Would you set down every entry shown below, precisely as written?

Start of Provided data

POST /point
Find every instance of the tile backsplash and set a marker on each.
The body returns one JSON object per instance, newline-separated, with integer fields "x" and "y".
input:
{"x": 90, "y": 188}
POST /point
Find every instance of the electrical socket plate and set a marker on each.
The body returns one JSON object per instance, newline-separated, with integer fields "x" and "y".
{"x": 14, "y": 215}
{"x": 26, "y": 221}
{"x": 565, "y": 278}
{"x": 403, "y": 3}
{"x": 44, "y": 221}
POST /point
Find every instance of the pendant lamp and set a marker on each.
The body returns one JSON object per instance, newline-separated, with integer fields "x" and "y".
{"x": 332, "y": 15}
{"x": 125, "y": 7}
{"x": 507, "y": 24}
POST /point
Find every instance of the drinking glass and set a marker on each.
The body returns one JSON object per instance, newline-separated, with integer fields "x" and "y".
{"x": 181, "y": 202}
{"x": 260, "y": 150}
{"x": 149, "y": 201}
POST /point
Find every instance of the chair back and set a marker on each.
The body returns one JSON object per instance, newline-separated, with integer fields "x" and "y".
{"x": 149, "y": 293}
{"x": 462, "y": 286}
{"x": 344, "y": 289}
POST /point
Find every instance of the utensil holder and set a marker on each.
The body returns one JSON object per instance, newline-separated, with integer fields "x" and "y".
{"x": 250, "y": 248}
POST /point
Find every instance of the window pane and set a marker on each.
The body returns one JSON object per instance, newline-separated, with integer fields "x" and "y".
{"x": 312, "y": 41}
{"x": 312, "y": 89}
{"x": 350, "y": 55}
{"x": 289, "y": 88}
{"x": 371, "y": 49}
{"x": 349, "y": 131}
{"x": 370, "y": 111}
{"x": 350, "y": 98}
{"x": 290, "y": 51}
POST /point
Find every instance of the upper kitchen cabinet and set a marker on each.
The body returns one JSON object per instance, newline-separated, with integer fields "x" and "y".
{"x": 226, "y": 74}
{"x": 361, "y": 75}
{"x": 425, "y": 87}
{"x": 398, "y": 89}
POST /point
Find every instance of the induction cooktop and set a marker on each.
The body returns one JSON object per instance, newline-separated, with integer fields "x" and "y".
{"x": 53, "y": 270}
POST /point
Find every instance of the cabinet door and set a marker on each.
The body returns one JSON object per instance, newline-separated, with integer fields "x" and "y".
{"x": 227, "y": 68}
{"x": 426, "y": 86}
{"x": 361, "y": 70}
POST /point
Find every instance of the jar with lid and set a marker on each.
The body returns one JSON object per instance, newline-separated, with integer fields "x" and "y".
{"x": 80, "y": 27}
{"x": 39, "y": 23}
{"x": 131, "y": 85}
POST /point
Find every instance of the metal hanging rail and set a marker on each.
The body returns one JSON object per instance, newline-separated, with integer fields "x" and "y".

End of Provided data

# Written answer
POST /point
Find every instance of the tile backsplash and set a marker on each.
The body returns one JSON object per instance, newline-separated, with integer fields "x" and "y".
input:
{"x": 90, "y": 188}
POST /point
Find every instance of the electrical socket plate and set a marker on each.
The body returns one JSON object per instance, newline-separated, with integer fields "x" and "y".
{"x": 14, "y": 215}
{"x": 26, "y": 221}
{"x": 565, "y": 278}
{"x": 403, "y": 3}
{"x": 44, "y": 221}
POST /point
Find every instance of the pendant lamp and set a marker on each.
The body returns one JSON object per instance, newline-separated, with integer fields "x" and "y".
{"x": 332, "y": 15}
{"x": 125, "y": 7}
{"x": 507, "y": 24}
POST /point
Find every instance of the drinking glass and set a marker on each.
The body returns one JSON object per instance, newline-separated, with integer fields "x" and "y".
{"x": 181, "y": 202}
{"x": 260, "y": 150}
{"x": 149, "y": 201}
POST /point
Find every instance of the chair back and set a marker on each.
The body returns one JSON object per instance, newline-separated, with integer fields "x" and "y".
{"x": 149, "y": 293}
{"x": 462, "y": 286}
{"x": 344, "y": 289}
POST /point
Find every instance of the utensil holder and set a marker on each.
The body returns one JSON object per instance, newline-separated, with integer fields "x" and "y".
{"x": 250, "y": 248}
POST /point
Find every instance of the window pane and set a marker on each.
The body returns one JSON object per instance, newline-separated, with integer fields "x" and "y".
{"x": 312, "y": 41}
{"x": 312, "y": 89}
{"x": 350, "y": 55}
{"x": 289, "y": 88}
{"x": 371, "y": 49}
{"x": 349, "y": 131}
{"x": 370, "y": 111}
{"x": 350, "y": 98}
{"x": 290, "y": 51}
POST /point
Find every instance of the upper kitchen cabinet and set a marker on each.
The body returns one JSON object per instance, newline-separated, with integer fields "x" and "y".
{"x": 226, "y": 74}
{"x": 361, "y": 75}
{"x": 425, "y": 87}
{"x": 398, "y": 89}
POST /point
Find every instance of the induction cooktop and set a marker on each.
The body returns one JSON object per instance, newline-separated, with integer fields "x" and "y".
{"x": 53, "y": 270}
POST /point
Find every instance of the cabinet door and set a marker on each.
The body returns one JSON object per instance, newline-separated, with integer fields "x" and "y".
{"x": 227, "y": 68}
{"x": 426, "y": 86}
{"x": 361, "y": 70}
POST /point
Find every instance of the jar with lid and set a marker on each.
The body returns one JSON object per instance, newline-separated, with integer fields "x" and "y".
{"x": 80, "y": 27}
{"x": 39, "y": 23}
{"x": 131, "y": 85}
POST /point
Find every instance of the metal hanging rail and set a marker on each.
The body returns one JSON object per instance, newline-separated, with integer fields "x" and "y".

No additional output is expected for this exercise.